■ What is required ■
Every line below must be reproduced exactly; no pictures are to be included.

■ Given data ■

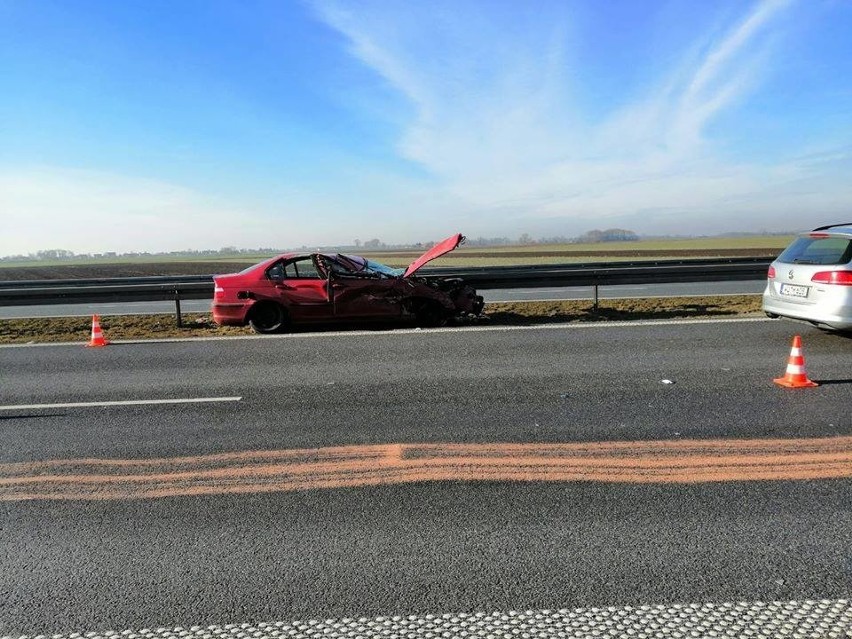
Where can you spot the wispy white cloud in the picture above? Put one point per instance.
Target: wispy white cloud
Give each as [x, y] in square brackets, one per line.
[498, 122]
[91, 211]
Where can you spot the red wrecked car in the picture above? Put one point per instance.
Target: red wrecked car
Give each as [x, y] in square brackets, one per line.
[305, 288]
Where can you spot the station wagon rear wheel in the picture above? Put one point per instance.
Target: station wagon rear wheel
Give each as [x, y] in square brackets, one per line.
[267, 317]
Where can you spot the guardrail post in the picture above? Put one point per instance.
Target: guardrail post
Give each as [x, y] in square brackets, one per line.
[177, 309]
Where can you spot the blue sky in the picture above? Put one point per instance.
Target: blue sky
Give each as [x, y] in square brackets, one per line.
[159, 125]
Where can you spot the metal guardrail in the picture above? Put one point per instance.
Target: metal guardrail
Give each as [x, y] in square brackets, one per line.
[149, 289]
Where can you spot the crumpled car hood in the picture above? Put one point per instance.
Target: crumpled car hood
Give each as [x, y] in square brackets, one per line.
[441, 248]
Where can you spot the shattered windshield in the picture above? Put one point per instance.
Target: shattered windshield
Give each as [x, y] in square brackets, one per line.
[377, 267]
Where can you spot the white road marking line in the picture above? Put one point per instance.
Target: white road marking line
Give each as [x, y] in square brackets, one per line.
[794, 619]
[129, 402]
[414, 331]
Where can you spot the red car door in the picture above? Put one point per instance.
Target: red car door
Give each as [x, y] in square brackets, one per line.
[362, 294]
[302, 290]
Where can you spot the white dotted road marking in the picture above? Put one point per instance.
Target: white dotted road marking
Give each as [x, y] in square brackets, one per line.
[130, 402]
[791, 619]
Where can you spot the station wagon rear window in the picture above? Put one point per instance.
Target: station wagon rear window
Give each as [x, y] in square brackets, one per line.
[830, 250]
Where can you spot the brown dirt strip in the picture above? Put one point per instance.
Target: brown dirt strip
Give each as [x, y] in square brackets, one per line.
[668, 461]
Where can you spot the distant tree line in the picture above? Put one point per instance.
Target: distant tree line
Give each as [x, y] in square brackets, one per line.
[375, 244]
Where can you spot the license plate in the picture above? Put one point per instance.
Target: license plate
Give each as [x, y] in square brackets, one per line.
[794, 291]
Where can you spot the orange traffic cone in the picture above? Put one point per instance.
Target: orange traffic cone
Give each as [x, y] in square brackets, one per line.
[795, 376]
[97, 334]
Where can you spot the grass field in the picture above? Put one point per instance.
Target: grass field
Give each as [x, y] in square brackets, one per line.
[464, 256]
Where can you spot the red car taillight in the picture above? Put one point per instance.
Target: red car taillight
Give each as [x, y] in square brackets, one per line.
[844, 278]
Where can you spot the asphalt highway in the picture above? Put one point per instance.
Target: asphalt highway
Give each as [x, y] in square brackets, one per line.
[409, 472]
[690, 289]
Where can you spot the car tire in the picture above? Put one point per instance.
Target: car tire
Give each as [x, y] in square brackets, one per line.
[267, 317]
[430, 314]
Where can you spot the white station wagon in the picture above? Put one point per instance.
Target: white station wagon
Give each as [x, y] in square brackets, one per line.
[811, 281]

■ Answer for the task ■
Where can you spot the wispy white cloud in the picture above? Put one point per instance.
Target: wispy white cloud
Give each as [x, y] in square brackets, one per line.
[498, 122]
[91, 211]
Where can you spot the red wrecked car in the picture above? Put one point per instance.
Target: red wrecked car
Give each as [x, y] in square brackets, one per line.
[305, 288]
Where can you spot the station wagon rear wheel in the picture above? Put one point per instance.
Target: station wagon rear wheel
Give each as [x, y] in square brackets, one per line.
[267, 317]
Where can you spot the guardrail post in the picture above? Put one point per instance.
Target: guardrail post
Give each as [x, y] in square brackets, one per line.
[177, 309]
Where can you spot the blue sky in the picture above? Put one point per instance.
Target: blue sky
Give each as [x, y] in square brackets, one per line.
[159, 125]
Where can you spot the metal guardrail in the picture above? Put one point per instance.
Target: metal guardrail
Give each as [x, y] in square brackets, one per line.
[149, 289]
Where can you spot the crumpled car hood in the picture above? Put one point per instance.
Target: crumpled car hood
Give each as [x, y] in square brackets, one per line.
[441, 248]
Where can you spot the shattered windshield in the picture above? Put one point per instance.
Target: shattered windshield
Give each as [x, y] in square brackets, one per line.
[377, 267]
Where can you spot the white road marking line in the picture above? Put one point per instance.
Target: white road marking line
Give each as [x, y] in square brackets, one per line.
[794, 619]
[129, 402]
[414, 331]
Where can you spot the red car door in the picture above? Put one point per instance.
Target: red car door
Give each as [x, y] in square brackets, one per line.
[362, 294]
[302, 290]
Where can you spot the white dotted road marking in the picture above? Put one point per instance.
Target: white dotted road marking
Give each as [x, y] in square brackets, one per line.
[130, 402]
[791, 619]
Where can you spot the station wagon rear window in the picture above? Put one point per instance.
Target: station wagon rear window
Give each as [x, y] in square brackets, one per line.
[830, 250]
Where can you spot the brown dirt strip in the picture above? Put one point per instance.
Target: brown dirt strip
Give each as [x, y] in square brackets, one per line.
[668, 461]
Where can you spot the distant tree line in the picture above? Put one point per instance.
Target: distant tree line
Give each as [x, y] in square brackets, one per line.
[375, 244]
Where can you spot the license plate in the picture above? Put one point per instance.
Target: license plate
Give each as [x, y] in square brackets, one per line.
[794, 291]
Where can you spot the orange traffic cone in the picture above? Put one point per instance.
Target: orange traffic cone
Give each as [x, y] in square brackets, one per line.
[795, 376]
[97, 334]
Where can you spot the grass field in the picture above? Put one point per instance.
Target: grass field
Give each as [x, y] in square brackets, one per line.
[464, 256]
Where can you spot the red car taillight in the picture above? Put one point per instance.
Target: red car taillight
Give each as [x, y] in square brackets, one per line.
[844, 278]
Where can you spot the asphalt highway in the picture above? Put one point per instance.
Target: asphalt highway
Give each as [x, y] in square brackets, one per line.
[409, 472]
[690, 289]
Where can you spot the car tire in the picture above? Put one point per instance.
Target: car tire
Give each as [x, y] in square brackets, one per line.
[267, 317]
[430, 314]
Where can you spot the white station wagon in the picture above? Put one point per instance.
Target: white station wagon
Give each as [x, y] in square brackets, one per line.
[811, 281]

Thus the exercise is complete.